# start of Listed records
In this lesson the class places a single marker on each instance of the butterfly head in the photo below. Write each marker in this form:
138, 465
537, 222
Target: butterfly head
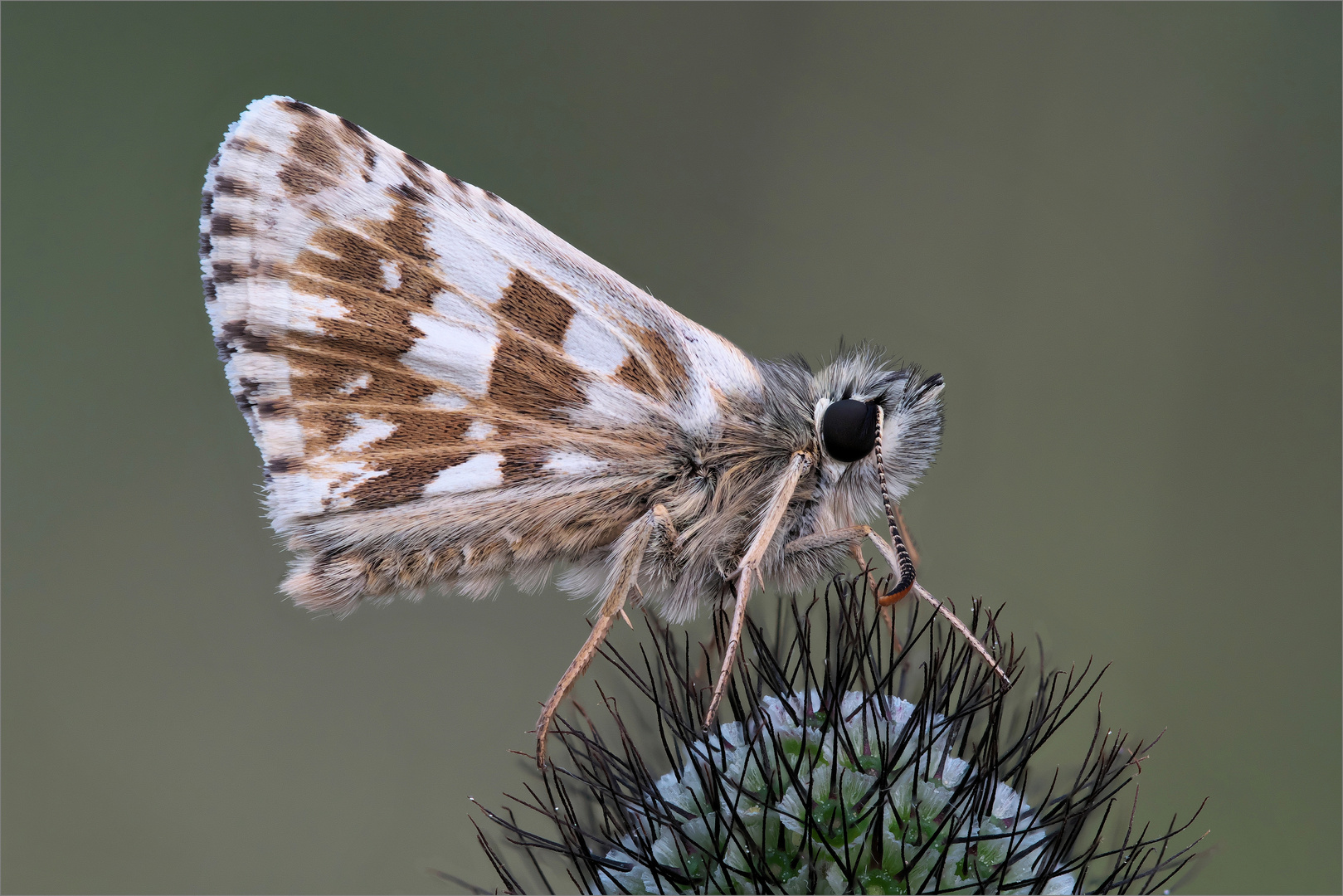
849, 394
# end of Listed records
• _Given request_:
Rewrite every line of the items above as a numbered list. Skip blank lines and leave out the pictures.

• _Finished task_:
1. In this lesson the class places a single marker on each instance of the butterfly head in the photo below. Write each marker in this form:
2. 138, 465
3. 537, 222
4. Target: butterfly head
5. 849, 394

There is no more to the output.